--- Start PROVIDED TEXT ---

# Barn Floor for Small Square Storage



## John (Oct 6, 2009)

I am currently building a 44'x80' pole building for small square bales using a stackwagon. The building is built up above the surrounding grade about 14 inches. The fill is sand. I am considering putting 4-6 inches of crusher run on top of the sand. I'm looking for some input on these plans and the use of a vapor barrier. Any help would be great. We are located in upstate NY, moisture is an issue.


----------



## Production Acres (Jul 29, 2008)

IF you are confident that the floor will remain dry and will not wick moisture up out of the ground - you said it was 14" above grade - by all means do not put a vapor barrier. The majority of moisture problems on bottom bales of hay(in barns with dry floor) come from the moisture in the hay stack itself being pulled by gravity to the bottom of the stack. This moisture must have a way to leave the stack - either by pallets, straw, going on thru the rock or sand, etc. If that moisture is allowed to remain in the bottom of the hay stack, it will mold/mildew.


----------



## hay wilson in TX (Jan 28, 2009)

4 inches of crushed rock will work just great. Here we like what is called septic tank rock.

Will be stacking 4 stacks wide?

How high will the rafters or trusses be? I like 17 feet as it gives room to walk around on top of the stacks if using a pull type machine or still have room for a self propelled stacker to be used.


----------



## chief-fan (Aug 27, 2009)

I would forget the crusher run and put apllets down to put your hay on. Like Haymaster siad, the moisture comes from the top to the bottom bales. The pallets allows for air to circulate under the btoom layer and disperse the moisture. You will have to allow for the extra 4" of floor height of the pallets on the stackwagon or you will tear your pallets up.


----------



## John (Oct 6, 2009)

The trusses are 18ft above finish floor height. I was also thinking of putting a chaff layer on top of the stone.


----------



## John (Oct 6, 2009)

I am also thinking of putting down a mulch layer of hay. I will be stacking four wide. I recently purchased the stackwagon, as previously I had 2nd floor storage and used a kicker on a NH320 and basket wagons.


----------



## chief-fan (Aug 27, 2009)

--- End PROVIDED TEXT ---

WHAT IS REQUIRED
Please answer these from the barn floor thread:
(a) How far above the surrounding grade is the building built up?
(b) What height do the trusses stand above the finish floor?
(c) How much extra floor height do the pallets add?

--- Start MATERIAL PROVIDED ---

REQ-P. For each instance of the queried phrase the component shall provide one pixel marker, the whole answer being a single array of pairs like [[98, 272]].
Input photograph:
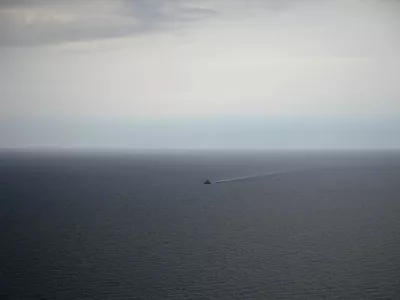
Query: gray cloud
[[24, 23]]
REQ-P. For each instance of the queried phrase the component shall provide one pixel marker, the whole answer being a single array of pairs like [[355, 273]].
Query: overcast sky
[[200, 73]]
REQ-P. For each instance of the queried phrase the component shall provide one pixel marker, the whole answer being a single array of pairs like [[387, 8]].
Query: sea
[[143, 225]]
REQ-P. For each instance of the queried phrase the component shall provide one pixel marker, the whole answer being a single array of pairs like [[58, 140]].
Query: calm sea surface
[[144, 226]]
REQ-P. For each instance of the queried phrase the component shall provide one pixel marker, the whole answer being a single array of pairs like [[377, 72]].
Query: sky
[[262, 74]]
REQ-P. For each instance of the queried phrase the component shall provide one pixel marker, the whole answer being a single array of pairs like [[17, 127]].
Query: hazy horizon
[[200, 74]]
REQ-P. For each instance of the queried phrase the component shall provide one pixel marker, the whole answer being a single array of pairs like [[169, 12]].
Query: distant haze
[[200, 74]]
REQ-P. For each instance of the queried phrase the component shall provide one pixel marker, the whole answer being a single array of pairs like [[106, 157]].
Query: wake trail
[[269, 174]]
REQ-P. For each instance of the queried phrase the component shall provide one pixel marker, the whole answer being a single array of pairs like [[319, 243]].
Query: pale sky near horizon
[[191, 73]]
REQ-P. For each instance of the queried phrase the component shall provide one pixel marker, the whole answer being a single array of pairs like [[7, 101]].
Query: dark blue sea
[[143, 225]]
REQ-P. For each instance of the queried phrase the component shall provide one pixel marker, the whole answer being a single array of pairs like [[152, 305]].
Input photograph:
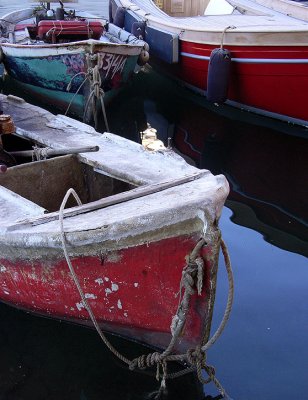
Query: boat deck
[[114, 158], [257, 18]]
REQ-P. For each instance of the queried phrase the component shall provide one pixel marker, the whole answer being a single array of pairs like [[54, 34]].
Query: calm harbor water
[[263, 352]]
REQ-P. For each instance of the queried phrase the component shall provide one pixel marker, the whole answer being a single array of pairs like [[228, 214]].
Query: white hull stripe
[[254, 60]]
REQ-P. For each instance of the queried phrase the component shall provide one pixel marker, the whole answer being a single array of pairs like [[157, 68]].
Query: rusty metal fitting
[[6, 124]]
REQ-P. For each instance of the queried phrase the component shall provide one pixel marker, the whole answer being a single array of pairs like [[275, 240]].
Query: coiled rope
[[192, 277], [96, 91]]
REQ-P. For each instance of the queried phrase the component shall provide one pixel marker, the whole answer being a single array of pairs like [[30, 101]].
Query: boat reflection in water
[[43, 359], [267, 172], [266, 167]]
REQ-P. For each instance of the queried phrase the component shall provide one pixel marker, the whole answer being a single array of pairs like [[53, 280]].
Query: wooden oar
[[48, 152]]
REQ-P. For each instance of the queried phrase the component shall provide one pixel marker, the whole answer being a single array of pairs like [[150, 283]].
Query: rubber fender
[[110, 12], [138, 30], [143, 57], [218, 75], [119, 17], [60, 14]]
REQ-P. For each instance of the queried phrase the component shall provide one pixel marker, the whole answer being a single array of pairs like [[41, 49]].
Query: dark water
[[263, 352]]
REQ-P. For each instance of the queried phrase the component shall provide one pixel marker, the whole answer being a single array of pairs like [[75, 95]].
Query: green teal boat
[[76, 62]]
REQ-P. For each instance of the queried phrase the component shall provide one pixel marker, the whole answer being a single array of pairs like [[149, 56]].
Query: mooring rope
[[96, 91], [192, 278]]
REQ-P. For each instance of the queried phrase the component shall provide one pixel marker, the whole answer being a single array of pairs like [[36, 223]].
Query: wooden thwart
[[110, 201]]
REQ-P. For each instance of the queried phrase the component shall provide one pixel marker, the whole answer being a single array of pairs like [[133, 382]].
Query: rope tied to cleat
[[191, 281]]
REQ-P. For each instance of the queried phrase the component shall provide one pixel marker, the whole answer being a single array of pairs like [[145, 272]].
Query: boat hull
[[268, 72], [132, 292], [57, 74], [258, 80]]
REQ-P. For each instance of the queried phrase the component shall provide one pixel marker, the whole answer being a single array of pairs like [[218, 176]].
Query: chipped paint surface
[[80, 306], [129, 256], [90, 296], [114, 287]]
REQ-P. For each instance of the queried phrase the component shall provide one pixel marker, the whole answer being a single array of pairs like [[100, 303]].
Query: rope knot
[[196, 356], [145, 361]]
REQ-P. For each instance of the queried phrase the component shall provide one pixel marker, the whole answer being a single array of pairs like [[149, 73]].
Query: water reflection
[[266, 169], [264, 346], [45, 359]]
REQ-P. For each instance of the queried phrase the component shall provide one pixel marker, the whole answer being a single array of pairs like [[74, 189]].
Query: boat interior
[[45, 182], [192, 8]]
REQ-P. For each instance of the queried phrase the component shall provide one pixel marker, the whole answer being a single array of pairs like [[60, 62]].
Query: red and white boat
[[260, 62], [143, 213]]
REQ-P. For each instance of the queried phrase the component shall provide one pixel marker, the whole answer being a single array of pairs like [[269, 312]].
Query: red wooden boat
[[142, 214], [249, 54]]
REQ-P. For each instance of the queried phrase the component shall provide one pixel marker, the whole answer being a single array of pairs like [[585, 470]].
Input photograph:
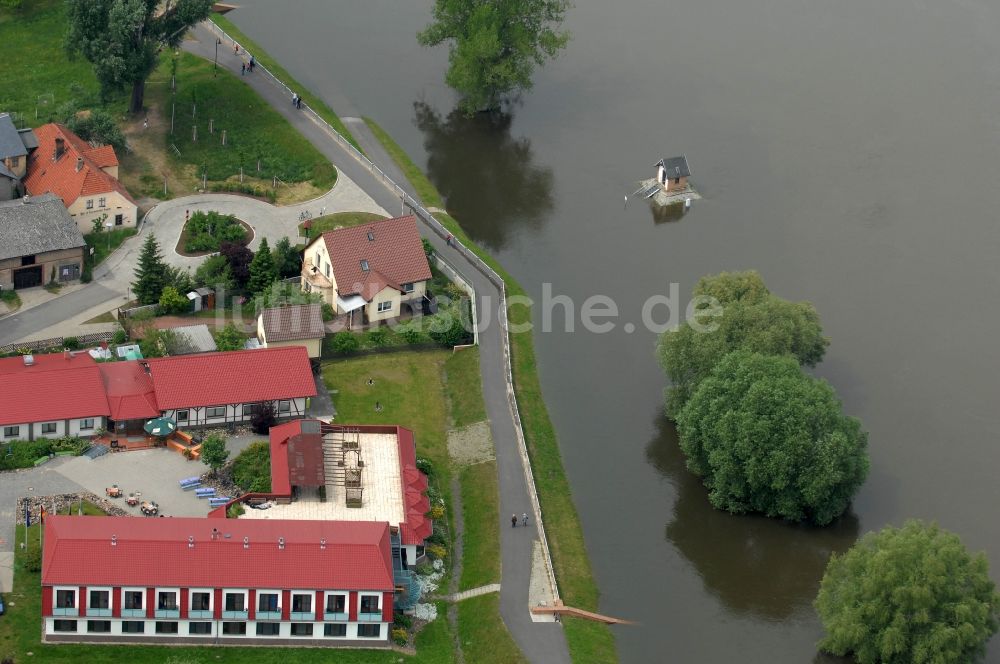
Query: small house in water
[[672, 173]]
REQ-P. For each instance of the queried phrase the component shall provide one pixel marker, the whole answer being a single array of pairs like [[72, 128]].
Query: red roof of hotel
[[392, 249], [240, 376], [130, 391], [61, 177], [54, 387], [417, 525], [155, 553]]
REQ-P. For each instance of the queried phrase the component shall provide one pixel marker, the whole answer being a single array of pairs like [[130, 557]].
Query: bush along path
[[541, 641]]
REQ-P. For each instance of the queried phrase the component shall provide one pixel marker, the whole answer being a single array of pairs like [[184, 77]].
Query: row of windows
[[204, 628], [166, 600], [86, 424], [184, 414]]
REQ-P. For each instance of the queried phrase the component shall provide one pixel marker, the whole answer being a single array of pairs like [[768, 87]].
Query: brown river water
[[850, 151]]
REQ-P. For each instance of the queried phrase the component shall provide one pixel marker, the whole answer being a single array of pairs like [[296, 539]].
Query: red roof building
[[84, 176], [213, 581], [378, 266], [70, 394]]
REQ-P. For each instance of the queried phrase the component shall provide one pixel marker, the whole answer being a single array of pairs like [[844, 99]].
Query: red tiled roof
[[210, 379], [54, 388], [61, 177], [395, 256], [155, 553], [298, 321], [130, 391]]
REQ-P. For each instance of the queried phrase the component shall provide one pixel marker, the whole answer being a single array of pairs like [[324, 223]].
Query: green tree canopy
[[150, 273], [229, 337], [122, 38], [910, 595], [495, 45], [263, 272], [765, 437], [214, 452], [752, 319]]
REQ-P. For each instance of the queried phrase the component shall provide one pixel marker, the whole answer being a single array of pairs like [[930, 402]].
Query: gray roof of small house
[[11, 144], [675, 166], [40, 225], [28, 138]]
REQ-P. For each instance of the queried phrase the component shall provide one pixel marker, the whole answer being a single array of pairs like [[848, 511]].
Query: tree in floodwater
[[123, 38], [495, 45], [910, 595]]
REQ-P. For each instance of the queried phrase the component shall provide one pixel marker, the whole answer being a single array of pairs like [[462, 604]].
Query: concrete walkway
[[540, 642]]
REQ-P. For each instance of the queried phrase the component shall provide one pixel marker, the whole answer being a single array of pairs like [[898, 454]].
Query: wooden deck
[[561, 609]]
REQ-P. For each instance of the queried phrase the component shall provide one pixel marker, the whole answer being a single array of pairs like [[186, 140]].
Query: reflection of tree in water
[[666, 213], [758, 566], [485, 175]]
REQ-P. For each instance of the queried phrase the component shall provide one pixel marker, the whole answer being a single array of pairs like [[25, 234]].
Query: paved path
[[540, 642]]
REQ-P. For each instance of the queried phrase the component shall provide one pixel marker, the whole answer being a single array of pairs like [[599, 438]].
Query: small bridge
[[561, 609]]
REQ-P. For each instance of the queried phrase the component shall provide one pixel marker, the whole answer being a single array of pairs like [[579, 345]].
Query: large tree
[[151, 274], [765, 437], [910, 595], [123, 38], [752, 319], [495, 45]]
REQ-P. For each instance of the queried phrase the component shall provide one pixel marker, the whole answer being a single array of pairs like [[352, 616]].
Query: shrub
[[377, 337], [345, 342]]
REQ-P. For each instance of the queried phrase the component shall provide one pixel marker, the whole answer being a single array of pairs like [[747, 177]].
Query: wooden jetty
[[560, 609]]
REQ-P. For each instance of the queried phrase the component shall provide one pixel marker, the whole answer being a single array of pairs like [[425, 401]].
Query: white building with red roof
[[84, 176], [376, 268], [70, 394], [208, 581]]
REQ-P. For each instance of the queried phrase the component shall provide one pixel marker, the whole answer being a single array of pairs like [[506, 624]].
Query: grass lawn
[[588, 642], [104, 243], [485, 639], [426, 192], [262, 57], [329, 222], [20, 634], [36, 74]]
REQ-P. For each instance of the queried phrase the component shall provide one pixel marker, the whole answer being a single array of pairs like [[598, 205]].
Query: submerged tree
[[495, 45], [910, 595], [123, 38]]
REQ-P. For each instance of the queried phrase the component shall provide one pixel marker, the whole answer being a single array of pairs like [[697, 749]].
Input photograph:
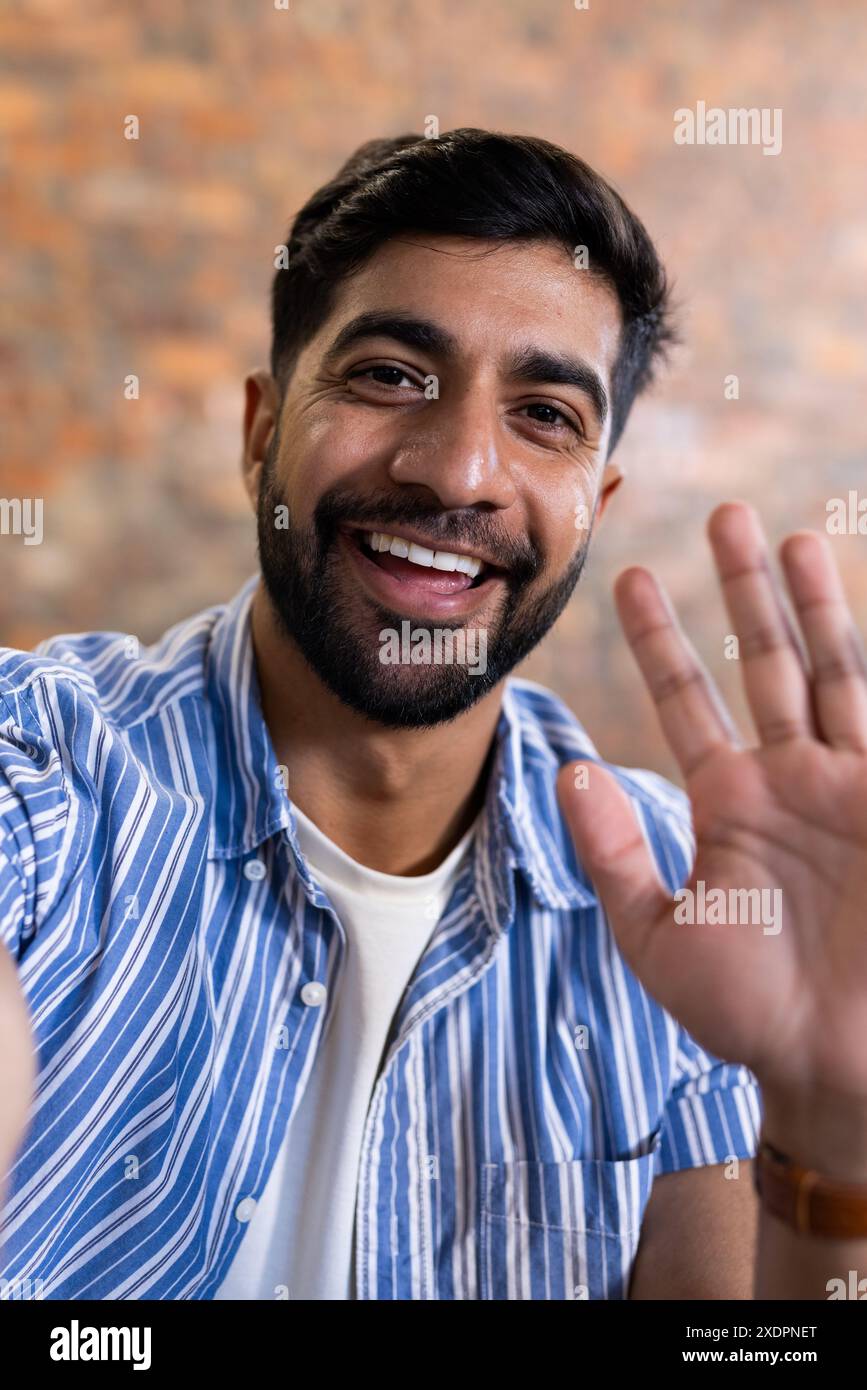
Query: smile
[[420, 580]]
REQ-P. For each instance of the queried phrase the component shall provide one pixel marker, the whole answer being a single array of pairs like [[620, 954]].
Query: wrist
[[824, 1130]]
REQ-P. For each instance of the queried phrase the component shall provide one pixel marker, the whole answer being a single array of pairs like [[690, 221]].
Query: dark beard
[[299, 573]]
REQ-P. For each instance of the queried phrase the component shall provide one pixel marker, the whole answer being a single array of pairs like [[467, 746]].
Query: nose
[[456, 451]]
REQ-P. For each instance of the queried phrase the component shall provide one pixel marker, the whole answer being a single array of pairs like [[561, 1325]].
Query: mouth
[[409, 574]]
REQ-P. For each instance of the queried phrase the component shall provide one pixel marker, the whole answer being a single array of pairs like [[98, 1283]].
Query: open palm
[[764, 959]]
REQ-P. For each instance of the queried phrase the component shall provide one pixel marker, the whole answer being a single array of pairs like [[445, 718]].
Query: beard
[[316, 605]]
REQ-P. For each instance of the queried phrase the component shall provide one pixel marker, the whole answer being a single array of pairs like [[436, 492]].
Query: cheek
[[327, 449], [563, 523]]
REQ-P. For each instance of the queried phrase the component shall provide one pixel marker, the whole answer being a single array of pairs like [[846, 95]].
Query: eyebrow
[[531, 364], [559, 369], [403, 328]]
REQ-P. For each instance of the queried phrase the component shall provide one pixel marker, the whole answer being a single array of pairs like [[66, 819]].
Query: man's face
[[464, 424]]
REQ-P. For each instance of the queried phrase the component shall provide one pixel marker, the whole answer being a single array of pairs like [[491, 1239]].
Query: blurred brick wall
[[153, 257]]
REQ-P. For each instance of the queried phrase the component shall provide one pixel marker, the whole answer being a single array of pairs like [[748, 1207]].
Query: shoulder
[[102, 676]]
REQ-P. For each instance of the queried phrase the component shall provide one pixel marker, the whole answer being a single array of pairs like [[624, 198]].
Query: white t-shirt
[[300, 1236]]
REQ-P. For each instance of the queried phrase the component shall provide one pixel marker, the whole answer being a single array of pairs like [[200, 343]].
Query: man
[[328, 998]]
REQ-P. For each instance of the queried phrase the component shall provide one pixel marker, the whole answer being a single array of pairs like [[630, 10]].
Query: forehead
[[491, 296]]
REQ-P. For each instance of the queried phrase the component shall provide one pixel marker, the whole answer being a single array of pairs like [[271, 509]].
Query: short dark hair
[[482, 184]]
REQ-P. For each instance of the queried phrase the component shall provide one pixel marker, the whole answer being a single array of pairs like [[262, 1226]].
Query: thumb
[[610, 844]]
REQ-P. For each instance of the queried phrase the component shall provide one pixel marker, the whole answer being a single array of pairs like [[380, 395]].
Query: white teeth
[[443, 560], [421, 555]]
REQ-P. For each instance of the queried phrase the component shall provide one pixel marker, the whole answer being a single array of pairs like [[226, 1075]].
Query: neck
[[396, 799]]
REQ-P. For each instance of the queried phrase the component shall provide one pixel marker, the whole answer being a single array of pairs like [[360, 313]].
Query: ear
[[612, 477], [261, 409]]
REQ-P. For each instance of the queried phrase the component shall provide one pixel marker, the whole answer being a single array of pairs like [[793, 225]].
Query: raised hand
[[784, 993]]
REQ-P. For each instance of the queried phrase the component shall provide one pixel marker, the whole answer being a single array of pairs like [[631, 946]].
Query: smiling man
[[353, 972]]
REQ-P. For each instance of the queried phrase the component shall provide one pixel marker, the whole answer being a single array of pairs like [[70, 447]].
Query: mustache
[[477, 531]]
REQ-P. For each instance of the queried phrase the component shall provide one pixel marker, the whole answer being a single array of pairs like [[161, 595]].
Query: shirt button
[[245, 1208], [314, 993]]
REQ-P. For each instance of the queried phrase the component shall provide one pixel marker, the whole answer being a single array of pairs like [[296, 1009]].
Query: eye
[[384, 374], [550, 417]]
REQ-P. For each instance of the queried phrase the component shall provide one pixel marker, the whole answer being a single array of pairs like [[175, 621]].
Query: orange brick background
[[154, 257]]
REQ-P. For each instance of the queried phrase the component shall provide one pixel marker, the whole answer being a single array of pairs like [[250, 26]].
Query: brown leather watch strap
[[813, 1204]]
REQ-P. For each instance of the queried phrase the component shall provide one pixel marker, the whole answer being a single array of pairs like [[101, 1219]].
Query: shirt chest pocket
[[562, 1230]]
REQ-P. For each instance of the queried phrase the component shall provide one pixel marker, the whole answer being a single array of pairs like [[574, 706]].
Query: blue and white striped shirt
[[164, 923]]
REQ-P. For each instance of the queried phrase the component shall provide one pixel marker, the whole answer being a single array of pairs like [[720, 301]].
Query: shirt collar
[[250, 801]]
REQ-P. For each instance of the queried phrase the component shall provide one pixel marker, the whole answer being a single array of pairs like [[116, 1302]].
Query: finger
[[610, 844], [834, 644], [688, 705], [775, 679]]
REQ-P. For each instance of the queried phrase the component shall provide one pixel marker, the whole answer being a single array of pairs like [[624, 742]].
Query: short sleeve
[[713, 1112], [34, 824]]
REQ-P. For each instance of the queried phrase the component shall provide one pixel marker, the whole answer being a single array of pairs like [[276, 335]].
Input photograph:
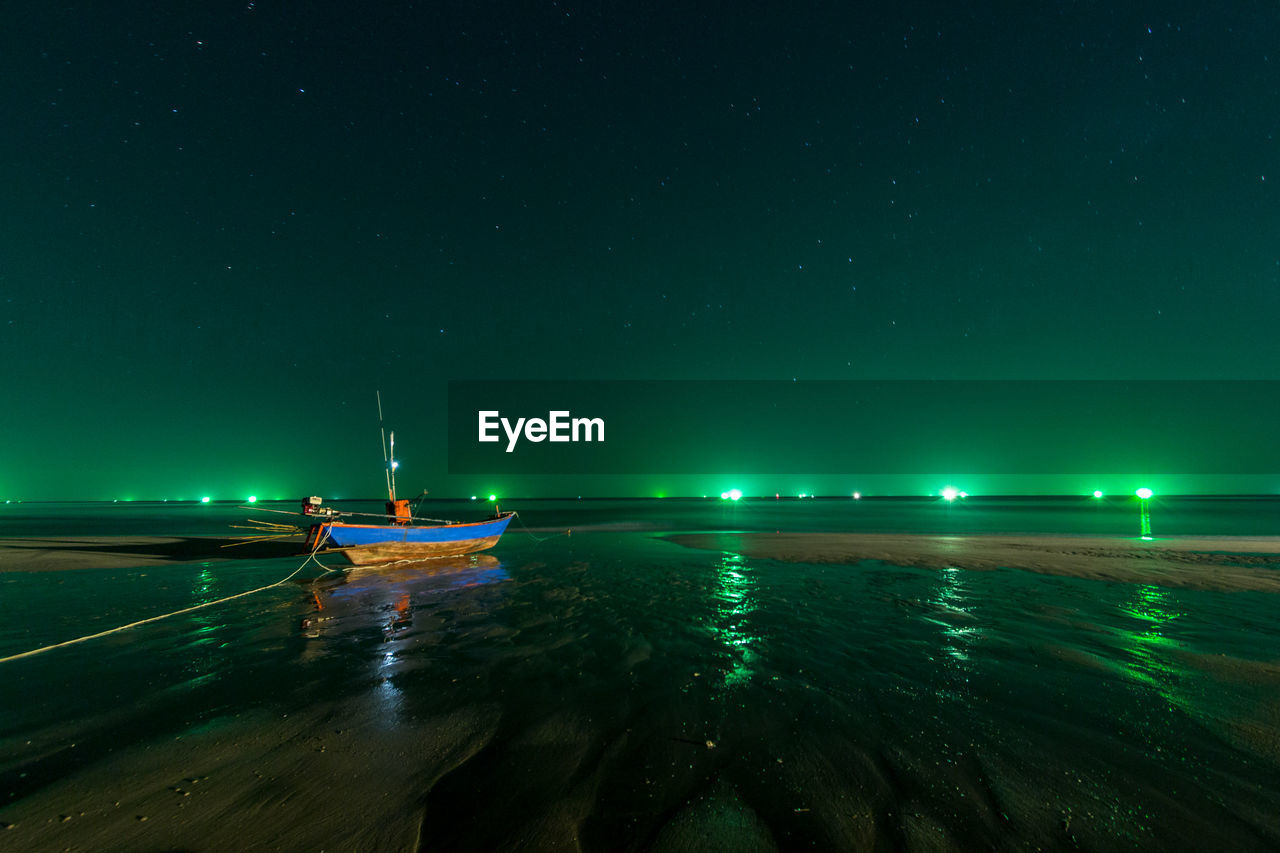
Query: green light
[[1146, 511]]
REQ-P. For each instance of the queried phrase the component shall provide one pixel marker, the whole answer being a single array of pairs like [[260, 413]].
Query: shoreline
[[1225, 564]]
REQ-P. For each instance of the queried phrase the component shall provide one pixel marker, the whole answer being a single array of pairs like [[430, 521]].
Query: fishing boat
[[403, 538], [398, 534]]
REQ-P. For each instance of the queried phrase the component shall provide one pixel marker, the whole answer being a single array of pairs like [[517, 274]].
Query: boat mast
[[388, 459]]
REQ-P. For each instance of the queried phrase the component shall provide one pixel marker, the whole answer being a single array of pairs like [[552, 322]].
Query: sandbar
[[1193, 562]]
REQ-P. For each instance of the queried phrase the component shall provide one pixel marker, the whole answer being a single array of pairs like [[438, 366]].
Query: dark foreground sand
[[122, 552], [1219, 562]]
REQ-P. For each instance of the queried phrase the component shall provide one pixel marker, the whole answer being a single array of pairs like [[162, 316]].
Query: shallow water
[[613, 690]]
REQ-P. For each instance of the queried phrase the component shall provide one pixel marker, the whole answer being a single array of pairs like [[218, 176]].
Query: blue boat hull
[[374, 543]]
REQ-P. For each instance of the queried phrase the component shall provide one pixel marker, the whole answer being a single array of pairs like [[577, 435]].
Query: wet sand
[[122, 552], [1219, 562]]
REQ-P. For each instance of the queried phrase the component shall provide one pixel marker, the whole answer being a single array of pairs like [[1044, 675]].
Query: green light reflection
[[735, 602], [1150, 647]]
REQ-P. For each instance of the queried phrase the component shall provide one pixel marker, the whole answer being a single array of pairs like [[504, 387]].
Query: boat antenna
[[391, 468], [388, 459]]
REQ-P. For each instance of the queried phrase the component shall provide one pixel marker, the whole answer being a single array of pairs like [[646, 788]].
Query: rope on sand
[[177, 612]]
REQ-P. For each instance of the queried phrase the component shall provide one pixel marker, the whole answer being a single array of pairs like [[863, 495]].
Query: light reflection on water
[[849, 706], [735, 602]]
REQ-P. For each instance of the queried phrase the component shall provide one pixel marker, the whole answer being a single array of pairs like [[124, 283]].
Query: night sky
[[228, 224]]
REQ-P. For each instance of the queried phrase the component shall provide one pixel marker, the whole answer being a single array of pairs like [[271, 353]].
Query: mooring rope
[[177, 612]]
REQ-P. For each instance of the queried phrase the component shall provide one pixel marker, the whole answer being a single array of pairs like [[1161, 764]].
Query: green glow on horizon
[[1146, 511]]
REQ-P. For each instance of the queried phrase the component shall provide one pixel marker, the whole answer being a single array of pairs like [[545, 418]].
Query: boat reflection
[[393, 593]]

--- End MATERIAL PROVIDED ---

RESPONSE TO THE EXERCISE
(a) About 14 inches.
(b) 18 feet.
(c) 4 inches.